-- START OF Records shown --
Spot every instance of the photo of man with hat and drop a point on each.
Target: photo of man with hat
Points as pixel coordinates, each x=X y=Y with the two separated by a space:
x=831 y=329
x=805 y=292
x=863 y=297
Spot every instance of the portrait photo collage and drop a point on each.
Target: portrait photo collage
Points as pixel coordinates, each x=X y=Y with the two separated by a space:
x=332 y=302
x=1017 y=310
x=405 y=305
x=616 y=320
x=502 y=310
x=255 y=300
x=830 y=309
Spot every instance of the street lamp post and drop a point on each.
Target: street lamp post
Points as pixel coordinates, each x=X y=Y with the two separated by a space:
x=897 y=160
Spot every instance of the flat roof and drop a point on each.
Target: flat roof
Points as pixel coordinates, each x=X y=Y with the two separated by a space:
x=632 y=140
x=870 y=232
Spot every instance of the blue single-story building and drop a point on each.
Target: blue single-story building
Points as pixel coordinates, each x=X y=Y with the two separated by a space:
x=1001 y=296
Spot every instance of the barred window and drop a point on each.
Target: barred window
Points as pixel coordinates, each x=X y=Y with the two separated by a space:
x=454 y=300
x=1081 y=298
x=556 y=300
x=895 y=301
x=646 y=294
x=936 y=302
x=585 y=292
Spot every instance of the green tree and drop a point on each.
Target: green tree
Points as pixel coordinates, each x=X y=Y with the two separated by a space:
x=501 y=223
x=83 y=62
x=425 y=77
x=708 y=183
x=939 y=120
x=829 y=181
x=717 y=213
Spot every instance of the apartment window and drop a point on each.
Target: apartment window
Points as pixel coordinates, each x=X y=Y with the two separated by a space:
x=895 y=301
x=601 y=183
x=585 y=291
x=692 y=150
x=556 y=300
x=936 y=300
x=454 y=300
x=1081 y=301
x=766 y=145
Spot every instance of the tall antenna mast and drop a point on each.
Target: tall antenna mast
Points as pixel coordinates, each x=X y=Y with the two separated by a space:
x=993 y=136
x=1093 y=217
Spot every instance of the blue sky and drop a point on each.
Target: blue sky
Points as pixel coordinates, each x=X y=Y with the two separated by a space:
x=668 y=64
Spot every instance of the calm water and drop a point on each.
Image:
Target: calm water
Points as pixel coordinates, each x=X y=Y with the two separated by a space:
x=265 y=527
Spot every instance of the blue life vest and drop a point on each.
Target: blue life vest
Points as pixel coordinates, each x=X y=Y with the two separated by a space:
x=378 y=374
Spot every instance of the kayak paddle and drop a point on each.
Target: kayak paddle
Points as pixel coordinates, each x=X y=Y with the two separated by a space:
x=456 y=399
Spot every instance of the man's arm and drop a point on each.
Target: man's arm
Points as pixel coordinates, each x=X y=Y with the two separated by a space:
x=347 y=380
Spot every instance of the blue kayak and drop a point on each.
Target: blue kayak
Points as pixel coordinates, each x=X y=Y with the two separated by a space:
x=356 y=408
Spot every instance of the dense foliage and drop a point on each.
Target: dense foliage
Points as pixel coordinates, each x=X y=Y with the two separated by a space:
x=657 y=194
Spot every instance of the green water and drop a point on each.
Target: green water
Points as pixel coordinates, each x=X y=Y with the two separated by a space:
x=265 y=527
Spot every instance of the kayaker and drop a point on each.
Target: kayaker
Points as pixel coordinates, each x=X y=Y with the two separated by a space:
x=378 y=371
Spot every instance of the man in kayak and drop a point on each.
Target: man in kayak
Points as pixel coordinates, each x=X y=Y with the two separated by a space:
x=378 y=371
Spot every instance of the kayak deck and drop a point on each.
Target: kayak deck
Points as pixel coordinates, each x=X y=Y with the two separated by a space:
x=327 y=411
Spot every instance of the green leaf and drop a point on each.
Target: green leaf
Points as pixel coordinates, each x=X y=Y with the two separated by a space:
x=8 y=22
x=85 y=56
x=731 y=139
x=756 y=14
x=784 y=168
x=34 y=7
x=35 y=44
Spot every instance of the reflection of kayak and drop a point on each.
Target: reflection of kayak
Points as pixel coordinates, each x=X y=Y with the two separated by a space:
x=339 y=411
-- END OF Records shown --
Can you write all of the rows above again, switching "drop a point" to "place a marker" and leaving everything else unchanged?

Task response:
Spot every instance of the photo of man with hat and place a marker on each.
Target: photo of man with hat
Points as pixel coordinates, each x=X y=Y with the two separated by a space:
x=831 y=329
x=805 y=292
x=863 y=297
Spot every instance of the portrait photo collage and place a marker on each.
Target: portrait photo collage
Points as pixel coordinates, each x=X y=Y with the two separated by a space:
x=332 y=302
x=1017 y=310
x=405 y=305
x=616 y=320
x=502 y=310
x=255 y=300
x=830 y=309
Spot every instance of the street lamp post and place a marker on each.
Target: street lamp post
Points as pixel coordinates, each x=X y=Y with the two separated by a space:
x=897 y=160
Spot every instance of the flat roof and place a marker on each.
Target: flat roof
Points as pixel coordinates, each x=X y=Y with the two separated by a space:
x=632 y=140
x=870 y=232
Spot every instance of the blue single-story building and place a marker on each.
Target: blue single-story building
Points as pixel coordinates, each x=X y=Y with the two separated by a space:
x=1001 y=296
Spot every instance of the barred window and place a marker on each.
Target: barred window
Points as pixel coordinates, each x=X y=Y with the two separated by a space:
x=454 y=300
x=1081 y=298
x=556 y=300
x=895 y=301
x=646 y=294
x=936 y=302
x=585 y=292
Spot every instance of the green tree and place a marker on each.
Target: green tree
Points as pixel coordinates, each x=X y=Y with the two separated by a space:
x=501 y=223
x=83 y=62
x=425 y=77
x=708 y=183
x=939 y=120
x=829 y=181
x=717 y=213
Spot every instance of the apartment window and place a marker on each.
Target: apartment window
Points as pixel coordinates, each x=X y=Y with the two separated by a space:
x=895 y=301
x=601 y=183
x=585 y=291
x=692 y=150
x=556 y=300
x=936 y=300
x=454 y=300
x=1081 y=301
x=766 y=145
Spot every instance of the tall antenna mast and place a marker on each.
Target: tall antenna mast
Points as pixel coordinates, each x=X y=Y with the two separated by a space:
x=993 y=136
x=1093 y=217
Spot every instance of the blue sky and place a marker on each.
Target: blue sky
Points as pixel coordinates, each x=X y=Y with the two separated by a space:
x=668 y=64
Spot every instance of the calm water and place a marker on each.
Image:
Target: calm water
Points as pixel coordinates, each x=X y=Y with the two separated by a space:
x=265 y=527
Spot every instance of the blue life vest and place a marker on each.
Target: blue life vest
Points as pixel coordinates, each x=X y=Y with the two separated by a space:
x=378 y=374
Spot every instance of the kayak paddle and place a marker on each.
Target: kayak paddle
Points as pixel coordinates, each x=X y=Y with the two separated by a space:
x=456 y=399
Spot every instance of the man's arm and place a marker on each.
Target: man's arm
Points as pixel coordinates, each x=X y=Y with the two separated by a space:
x=347 y=380
Spot every instance of the blue kayak and place a marker on each.
Target: blue kayak
Points as pixel coordinates, each x=X y=Y with the two separated by a space:
x=356 y=408
Spot every instance of the dense foliage and place a marker on each.
Target: dense foliage
Points as pixel coordinates, each x=X y=Y with the two separated by a space:
x=657 y=194
Spot every instance of the green water and place a marker on each.
Target: green water
Points as pixel coordinates, each x=X y=Y with the two separated by a space:
x=265 y=527
Spot every instance of the kayaker and place a marker on each.
Target: kayaker
Points as pixel coordinates, each x=X y=Y with the two separated by a space:
x=378 y=371
Spot every instance of the man in kayak and place a marker on each.
Target: man in kayak
Points as pixel coordinates, each x=X y=Y with the two separated by a space:
x=378 y=371
Spot every instance of the kayak deck and place a marker on each.
Target: kayak deck
Points as pixel coordinates, each x=X y=Y with the two separated by a space:
x=327 y=411
Spot every instance of the green leaf and place a marker on each.
Target: green leaf
Points as pixel coordinates, each x=X y=Y with the two separated by a space:
x=8 y=22
x=85 y=56
x=731 y=139
x=756 y=14
x=784 y=168
x=34 y=7
x=35 y=44
Spot every instance of the reflection of kayak and place a marker on each.
Target: reflection of kayak
Points as pixel coordinates, each x=X y=Y with the two separated by a space:
x=339 y=411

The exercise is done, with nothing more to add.